Work task:
The records below are to be transcribed in full, exactly as given.

[Point-per-instance localization data]

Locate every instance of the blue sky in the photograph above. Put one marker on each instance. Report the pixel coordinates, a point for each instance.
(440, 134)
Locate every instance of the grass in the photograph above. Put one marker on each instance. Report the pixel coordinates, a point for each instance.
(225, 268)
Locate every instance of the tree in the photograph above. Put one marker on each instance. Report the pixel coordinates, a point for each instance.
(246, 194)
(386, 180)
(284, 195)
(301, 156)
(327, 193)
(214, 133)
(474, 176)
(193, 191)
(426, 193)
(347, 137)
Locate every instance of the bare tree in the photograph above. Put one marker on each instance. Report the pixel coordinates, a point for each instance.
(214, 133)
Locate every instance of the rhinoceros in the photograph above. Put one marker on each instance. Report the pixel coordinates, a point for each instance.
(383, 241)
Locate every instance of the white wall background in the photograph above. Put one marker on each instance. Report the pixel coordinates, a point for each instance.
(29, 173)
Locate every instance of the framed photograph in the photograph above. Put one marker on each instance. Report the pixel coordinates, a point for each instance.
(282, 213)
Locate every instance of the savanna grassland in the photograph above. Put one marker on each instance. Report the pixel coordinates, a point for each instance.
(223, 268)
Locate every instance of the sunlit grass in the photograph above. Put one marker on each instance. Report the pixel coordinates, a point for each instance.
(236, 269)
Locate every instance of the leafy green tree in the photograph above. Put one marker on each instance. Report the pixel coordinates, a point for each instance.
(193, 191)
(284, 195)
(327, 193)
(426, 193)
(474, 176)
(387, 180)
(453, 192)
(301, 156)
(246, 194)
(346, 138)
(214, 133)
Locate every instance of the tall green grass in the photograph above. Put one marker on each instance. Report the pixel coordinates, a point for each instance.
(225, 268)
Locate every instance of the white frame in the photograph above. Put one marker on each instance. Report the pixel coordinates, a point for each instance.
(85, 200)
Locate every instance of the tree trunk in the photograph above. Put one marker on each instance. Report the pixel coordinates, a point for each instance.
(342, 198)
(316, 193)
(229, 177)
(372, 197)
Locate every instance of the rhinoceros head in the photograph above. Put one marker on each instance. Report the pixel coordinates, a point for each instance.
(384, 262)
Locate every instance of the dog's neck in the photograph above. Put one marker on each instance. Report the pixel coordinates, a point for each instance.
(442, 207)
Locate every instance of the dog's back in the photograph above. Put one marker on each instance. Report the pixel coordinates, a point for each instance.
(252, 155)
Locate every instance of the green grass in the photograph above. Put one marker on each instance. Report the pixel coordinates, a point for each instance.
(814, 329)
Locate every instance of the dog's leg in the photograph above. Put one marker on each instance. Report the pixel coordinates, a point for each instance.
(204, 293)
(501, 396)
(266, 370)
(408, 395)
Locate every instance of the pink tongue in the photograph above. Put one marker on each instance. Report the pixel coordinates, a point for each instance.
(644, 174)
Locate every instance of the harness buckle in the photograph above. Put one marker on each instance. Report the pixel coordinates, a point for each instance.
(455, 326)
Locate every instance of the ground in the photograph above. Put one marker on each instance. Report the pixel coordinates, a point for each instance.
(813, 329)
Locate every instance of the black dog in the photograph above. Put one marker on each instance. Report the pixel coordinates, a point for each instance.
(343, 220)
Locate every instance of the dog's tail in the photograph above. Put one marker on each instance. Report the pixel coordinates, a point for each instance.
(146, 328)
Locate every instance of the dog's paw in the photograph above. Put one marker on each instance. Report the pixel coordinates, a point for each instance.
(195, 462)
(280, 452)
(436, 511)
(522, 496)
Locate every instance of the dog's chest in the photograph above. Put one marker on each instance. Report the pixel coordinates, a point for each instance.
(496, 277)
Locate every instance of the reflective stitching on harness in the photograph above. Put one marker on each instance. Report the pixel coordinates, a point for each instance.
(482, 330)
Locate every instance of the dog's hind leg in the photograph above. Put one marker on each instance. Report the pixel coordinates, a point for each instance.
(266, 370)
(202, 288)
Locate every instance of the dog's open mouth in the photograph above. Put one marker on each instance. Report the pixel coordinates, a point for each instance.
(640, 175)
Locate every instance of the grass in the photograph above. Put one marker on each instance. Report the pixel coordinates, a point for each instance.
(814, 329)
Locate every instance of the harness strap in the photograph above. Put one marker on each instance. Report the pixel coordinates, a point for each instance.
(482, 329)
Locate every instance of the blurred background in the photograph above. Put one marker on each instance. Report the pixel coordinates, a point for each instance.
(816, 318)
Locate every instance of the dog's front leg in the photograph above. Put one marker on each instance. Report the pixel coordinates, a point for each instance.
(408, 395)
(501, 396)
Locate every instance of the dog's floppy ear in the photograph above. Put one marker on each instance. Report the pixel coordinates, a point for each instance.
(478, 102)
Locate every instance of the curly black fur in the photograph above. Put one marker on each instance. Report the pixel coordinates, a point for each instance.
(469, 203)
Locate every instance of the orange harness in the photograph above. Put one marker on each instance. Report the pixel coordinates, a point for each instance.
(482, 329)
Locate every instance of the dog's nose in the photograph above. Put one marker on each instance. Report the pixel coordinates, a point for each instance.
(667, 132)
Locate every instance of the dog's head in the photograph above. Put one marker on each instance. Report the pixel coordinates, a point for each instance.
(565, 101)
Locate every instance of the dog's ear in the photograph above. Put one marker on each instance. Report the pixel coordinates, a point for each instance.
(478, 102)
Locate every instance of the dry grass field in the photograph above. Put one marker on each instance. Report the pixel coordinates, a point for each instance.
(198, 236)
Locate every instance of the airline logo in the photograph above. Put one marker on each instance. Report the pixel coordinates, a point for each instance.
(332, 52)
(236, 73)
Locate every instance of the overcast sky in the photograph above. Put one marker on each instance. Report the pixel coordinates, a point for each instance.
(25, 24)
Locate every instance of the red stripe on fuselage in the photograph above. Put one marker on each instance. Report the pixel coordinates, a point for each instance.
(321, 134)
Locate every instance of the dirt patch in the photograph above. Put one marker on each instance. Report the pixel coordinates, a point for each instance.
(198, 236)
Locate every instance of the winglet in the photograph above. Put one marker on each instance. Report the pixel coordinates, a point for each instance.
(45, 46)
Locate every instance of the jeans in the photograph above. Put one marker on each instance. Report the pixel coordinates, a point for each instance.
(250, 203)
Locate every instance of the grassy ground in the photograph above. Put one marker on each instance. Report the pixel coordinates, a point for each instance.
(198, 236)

Written answer:
Locate every instance of the blue sky in the photograph above. Put one marker on each instance. Report the pixel coordinates, a point for each instance.
(440, 134)
Locate every instance of the grass in the photograph above. Put one marker on each instance. Report the pixel coordinates, a point for each instance.
(225, 268)
Locate every instance of the tree in the photograph above. Put one marker on each instance. Report the pixel coordinates, a point for each instance.
(246, 194)
(386, 180)
(284, 195)
(301, 156)
(327, 193)
(214, 133)
(474, 176)
(193, 191)
(426, 193)
(347, 137)
Locate every instance of the bare tree in the photograph above. Put one marker on each instance. Report the pixel coordinates, a point for each instance.
(214, 133)
Locate every instance of the rhinoceros in the photograph above. Put one marker on each instance. Report the pixel coordinates, a point for each instance.
(383, 241)
Locate every instance of the white wall background in the photograph above. Put one marker on each instance. Report the pixel coordinates, a point for each instance.
(29, 173)
Locate every instance of the framed photograph in the photograph above. Put one marker on each instance. Report the pixel coordinates, a point for each instance.
(282, 213)
Locate every instance of the savanna grassland in the photograph above. Put one marker on each instance. Report the pixel coordinates, a point for each instance.
(223, 268)
Locate every instance of the sunlit grass in the photograph above. Put one marker on each instance. Report the pixel coordinates, a point for each instance.
(236, 269)
Locate every instance of the leafy green tree in the photograph above. Put one marker on each instance. Report the pixel coordinates, a point for each instance.
(193, 191)
(284, 195)
(327, 193)
(426, 193)
(474, 176)
(387, 180)
(453, 192)
(301, 156)
(246, 194)
(346, 138)
(214, 133)
Locate every instance of the tall green grass in the photograph above. Put one marker on each instance. Report the pixel coordinates, a point for each instance.
(225, 268)
Locate every instance of the white frame in the photograph above. Put one marker on each instance. Report the pixel coordinates, a point for each instance.
(85, 200)
Locate every instance of the tree trunk in the photograph above. Put one marker on each instance. Report the pixel coordinates, a point for each instance.
(342, 198)
(316, 193)
(229, 177)
(372, 197)
Locate every instance of the rhinoceros head in the photograph above. Put one marker on each instance. Report the pixel coordinates, a point for each instance.
(384, 262)
Locate every instance of the dog's neck in the photograph above. Put one marker on each instance. Report the pixel coordinates, a point for each instance.
(442, 207)
Locate every instance of the dog's back in the photograph above. Put one marker on each instance. Report the pixel coordinates, a point for each instance.
(252, 155)
Locate every instance of the green grass in the photograph above. Put one marker on each instance. Report the pixel coordinates, a point for each instance.
(814, 329)
Locate every instance of the dog's leg in the photograph above. Put one marker on each instance. Report the pixel coordinates, a point for each instance.
(204, 293)
(501, 396)
(266, 370)
(408, 395)
Locate every instance of the pink tongue in the photograph above. Put one marker on each instance. Report the pixel coordinates, a point for each instance.
(644, 174)
Locate every instance of the harness buckle in the photograph above. Put one marker on each instance. Report the pixel coordinates, a point for each instance.
(455, 326)
Locate every instance of the ground in the photograph above. Put one marker on each instance. Report the pixel coordinates, a point for each instance.
(813, 329)
Locate every instance of the black dog in the photograph above. Put one marker on each instance. Report the pixel coordinates, a point for each instance.
(343, 220)
Locate every instance of the dog's tail in the photograph above. Put one marker on each instance. Report the pixel coordinates, a point for each instance.
(146, 328)
Locate every instance of the dog's paw in the photograph above. Put one marker on each instance. Report the pixel coordinates, a point for each instance.
(195, 462)
(280, 452)
(436, 511)
(522, 496)
Locate every instance of the dog's chest in the photograph above. Put one marker on each instance. Report the pixel coordinates, a point for each instance.
(496, 277)
Locate every instance of the reflective stitching on harness in the photograph above. Put one marker on each instance. Report the pixel coordinates, a point for each instance.
(482, 330)
Locate every instance of the dog's hind leg in the photograph above. Put one marker on each instance. Report the pixel coordinates, a point for each instance.
(266, 370)
(202, 288)
Locate every instance of the dog's open mouth in the photograph above. Put one marker on each instance. Report the pixel coordinates, a point for each instance.
(640, 175)
Locate every instance of the grass in the photograph above. Put one marker on each instance. Report the pixel coordinates, a point for each instance.
(814, 329)
Locate every instance of the harness strap in the photograph above. Put one marker on each instance. Report the pixel coordinates, a point for each instance.
(482, 329)
Locate every instance of the blurred background in the photograph above. Put one marker on each instance. Report the pixel coordinates, a point for each instance.
(816, 318)
Locate every instance of the dog's front leg in the photograph above. Put one marker on each instance. Report the pixel coordinates, a point for each instance.
(408, 395)
(501, 396)
Locate every instance of the dog's floppy ear in the photograph above. Put one marker on each instance. Report the pixel coordinates, a point for each instance.
(478, 102)
Locate every instance of the curly black fur in the photograph above. Put one marker on each instance. Report the pixel coordinates, a point for each instance.
(469, 203)
Locate every instance of the orange harness in the photograph above. Put one marker on each instance. Report the pixel coordinates, a point for each instance.
(482, 329)
Locate every instance of the dog's nose in the photograph above. Put one marker on each instance. Report the pixel coordinates, a point for each instance.
(667, 132)
Locate every instance of the dog's head in the photograph above. Put one marker on each instance. Report the pixel coordinates, a point for each instance.
(565, 101)
Locate every instance of the dog's ear in the photograph above. Put one marker on each instance. Report the pixel coordinates, a point for each instance.
(478, 102)
Locate every instance of the dry grass field in the photograph above. Put one marker on each instance. Report the pixel coordinates, a point for each instance.
(198, 236)
Locate every instance of the airline logo in the photograph above. Put one marker on each instance. Report the pixel coordinates, a point for each instance.
(332, 52)
(236, 73)
Locate every instance of the overcast sky in the photograph above. Put one marker on each instance. Report the pixel coordinates, a point for each instance.
(25, 24)
Locate every instance of the red stripe on fuselage in the photograph above. Put one marker on each instance. Report the pixel coordinates, a point for each instance.
(321, 134)
Locate every instance of the dirt patch in the photograph above. Put one marker on each instance. Report the pixel coordinates, a point for each instance.
(198, 236)
Locate every instance of the winglet in the photograph above. Put one marker on each instance. Report the pixel coordinates, a point for each instance.
(45, 46)
Locate every instance of the jeans in the photograph above. Put one marker on each instance. Report the pixel coordinates, a point for each instance.
(250, 203)
Locate every instance of the grassy ground in the photograph above. Put one marker on each instance. Report the pixel coordinates, a point for each instance.
(198, 236)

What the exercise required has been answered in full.